╭─ MATERIAL SUPPLIED

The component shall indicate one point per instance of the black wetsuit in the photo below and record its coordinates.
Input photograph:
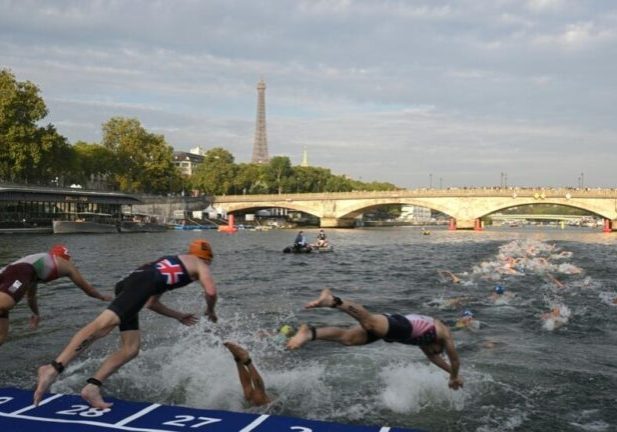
(150, 279)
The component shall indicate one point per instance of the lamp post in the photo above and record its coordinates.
(582, 180)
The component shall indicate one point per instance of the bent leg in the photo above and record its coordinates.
(258, 396)
(97, 329)
(241, 356)
(130, 341)
(353, 336)
(4, 328)
(373, 323)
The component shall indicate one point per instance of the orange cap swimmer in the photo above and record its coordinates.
(61, 251)
(201, 249)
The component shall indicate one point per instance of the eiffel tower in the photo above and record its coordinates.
(260, 147)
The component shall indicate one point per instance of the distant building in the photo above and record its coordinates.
(186, 162)
(304, 158)
(198, 150)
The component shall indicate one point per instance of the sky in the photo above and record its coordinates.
(430, 93)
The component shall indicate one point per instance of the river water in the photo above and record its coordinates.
(520, 372)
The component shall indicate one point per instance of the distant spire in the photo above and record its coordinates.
(304, 158)
(260, 146)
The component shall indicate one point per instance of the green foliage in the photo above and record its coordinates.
(143, 161)
(28, 152)
(216, 175)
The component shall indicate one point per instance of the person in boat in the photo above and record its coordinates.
(251, 381)
(23, 276)
(300, 241)
(322, 239)
(143, 287)
(429, 334)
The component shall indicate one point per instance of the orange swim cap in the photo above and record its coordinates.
(61, 251)
(201, 249)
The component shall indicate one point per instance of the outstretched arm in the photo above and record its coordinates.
(207, 282)
(33, 305)
(156, 306)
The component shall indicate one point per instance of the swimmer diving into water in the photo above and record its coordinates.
(252, 384)
(429, 334)
(143, 287)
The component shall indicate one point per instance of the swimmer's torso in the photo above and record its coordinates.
(44, 265)
(168, 273)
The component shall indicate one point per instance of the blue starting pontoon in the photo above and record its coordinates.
(69, 413)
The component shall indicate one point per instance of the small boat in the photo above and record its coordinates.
(298, 249)
(322, 249)
(187, 227)
(86, 222)
(139, 222)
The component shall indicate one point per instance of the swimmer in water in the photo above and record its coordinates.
(557, 317)
(141, 288)
(467, 321)
(450, 275)
(281, 335)
(21, 278)
(500, 295)
(429, 334)
(252, 384)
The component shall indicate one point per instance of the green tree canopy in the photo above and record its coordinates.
(143, 160)
(217, 174)
(28, 152)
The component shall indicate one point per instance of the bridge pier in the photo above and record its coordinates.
(329, 222)
(466, 224)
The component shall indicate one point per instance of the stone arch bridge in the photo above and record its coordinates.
(466, 206)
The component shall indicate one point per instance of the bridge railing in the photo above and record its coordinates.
(536, 193)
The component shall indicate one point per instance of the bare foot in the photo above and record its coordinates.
(46, 375)
(92, 395)
(239, 353)
(326, 299)
(303, 335)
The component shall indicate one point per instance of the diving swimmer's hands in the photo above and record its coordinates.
(455, 383)
(188, 319)
(34, 321)
(106, 297)
(211, 315)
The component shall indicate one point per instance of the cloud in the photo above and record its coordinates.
(388, 90)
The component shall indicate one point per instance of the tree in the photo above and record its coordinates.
(277, 173)
(216, 175)
(144, 161)
(28, 152)
(91, 159)
(250, 179)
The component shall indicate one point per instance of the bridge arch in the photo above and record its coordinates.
(466, 206)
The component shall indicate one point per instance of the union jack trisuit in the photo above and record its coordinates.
(155, 278)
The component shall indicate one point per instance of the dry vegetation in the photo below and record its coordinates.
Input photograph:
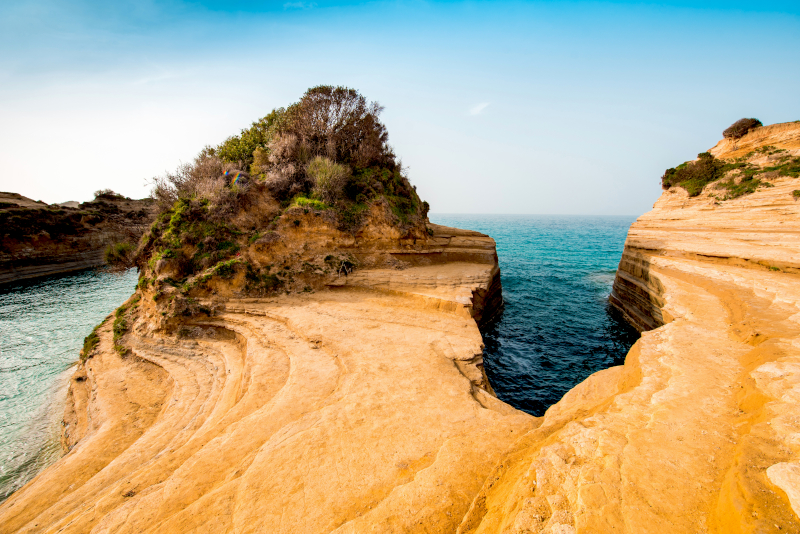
(733, 178)
(326, 157)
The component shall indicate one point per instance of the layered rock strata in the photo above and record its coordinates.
(699, 431)
(37, 239)
(359, 408)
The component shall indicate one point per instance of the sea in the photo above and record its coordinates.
(556, 328)
(42, 326)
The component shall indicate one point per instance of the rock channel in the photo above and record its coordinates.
(364, 407)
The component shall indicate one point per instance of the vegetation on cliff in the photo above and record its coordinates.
(243, 213)
(740, 128)
(732, 178)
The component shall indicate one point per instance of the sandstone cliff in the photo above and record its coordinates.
(362, 407)
(37, 239)
(699, 430)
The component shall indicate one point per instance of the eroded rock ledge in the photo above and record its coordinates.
(699, 431)
(360, 408)
(37, 239)
(364, 407)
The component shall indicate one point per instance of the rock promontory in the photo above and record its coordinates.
(39, 239)
(299, 365)
(699, 430)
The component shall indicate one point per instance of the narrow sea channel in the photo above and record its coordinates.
(557, 327)
(42, 326)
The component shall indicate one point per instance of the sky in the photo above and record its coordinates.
(494, 107)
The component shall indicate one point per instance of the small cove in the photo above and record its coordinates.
(42, 326)
(557, 327)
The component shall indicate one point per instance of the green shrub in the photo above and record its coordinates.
(693, 176)
(90, 342)
(311, 203)
(119, 254)
(740, 128)
(328, 178)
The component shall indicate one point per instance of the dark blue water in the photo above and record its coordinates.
(557, 327)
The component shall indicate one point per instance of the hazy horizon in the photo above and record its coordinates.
(545, 108)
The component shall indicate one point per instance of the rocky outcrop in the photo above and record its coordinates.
(362, 407)
(698, 431)
(37, 239)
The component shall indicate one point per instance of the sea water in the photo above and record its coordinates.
(557, 327)
(42, 326)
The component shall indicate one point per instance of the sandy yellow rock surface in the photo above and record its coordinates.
(699, 431)
(364, 407)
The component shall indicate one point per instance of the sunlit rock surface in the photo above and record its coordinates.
(699, 431)
(360, 408)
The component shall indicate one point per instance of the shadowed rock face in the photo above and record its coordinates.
(359, 407)
(698, 431)
(37, 239)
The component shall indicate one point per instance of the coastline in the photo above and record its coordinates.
(383, 380)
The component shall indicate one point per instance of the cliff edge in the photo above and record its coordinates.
(39, 239)
(360, 407)
(699, 431)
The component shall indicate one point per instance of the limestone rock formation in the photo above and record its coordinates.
(699, 431)
(362, 407)
(37, 239)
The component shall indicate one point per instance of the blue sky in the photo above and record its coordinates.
(496, 107)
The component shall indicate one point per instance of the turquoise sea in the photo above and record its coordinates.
(556, 329)
(42, 326)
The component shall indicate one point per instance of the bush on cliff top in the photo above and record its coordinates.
(740, 128)
(743, 177)
(330, 146)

╰─

Reproduce everything from the line containing "the blue sky" down to the end of the data, substituting "green sea" for "turquoise sea" and leaving all else unchanged.

The component shall indicate one point per instance of the blue sky in the photo above and record its coordinates.
(496, 107)
The component shall indicate one point per instance of the green sea in the photo above and record its coordinates.
(556, 329)
(42, 326)
The component shall indicate one point per instance of the bush on cliff top in the photo above and record its coordinates.
(740, 128)
(743, 177)
(330, 146)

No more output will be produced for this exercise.